In an attempt to address bullying in schools, ClubsNSW are piloting Bully Check. This program involves those who apply for jobs with ClubsNSW in the Murray region, being investigated as to whether or not they were bullies at school. If they were, then ClubsNSW will not employ them.

On the surface at least, this seems like a large employer trying to do its part for kids in the community – their thinking is if bullies believe their actions will impact upon their long term employment prospects, the bullying behaviours will cease.

The Daily Telegraph suggests that this program has the backing of the O’Farrell government, but in the same article it claims that’s NSW Education Minister, Adrian Piccoli does not endorse the program. Whilst meaning well, Bully Check appears to be too simplistic a model to have any real impact on bullying in schools.

● ● ●

TASK PROMPT »
Revise the passage of the article on Bully Check between "In an attempt" and "not employ them.", inclusive, replacing "Murray region" with "Hunter region". Rely solely on the article on Bully Check.

DATA SHOWN »
● ● ●

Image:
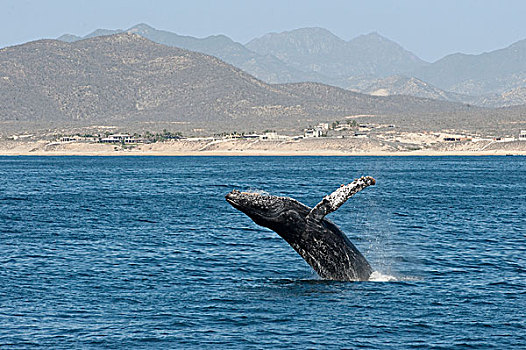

● ● ●

TASK ANSWER »
In an attempt to address bullying in schools, ClubsNSW are piloting Bully Check. This program involves those who apply for jobs with ClubsNSW in the Hunter region, being investigated as to whether or not they were bullies at school. If they were, then ClubsNSW will not employ them.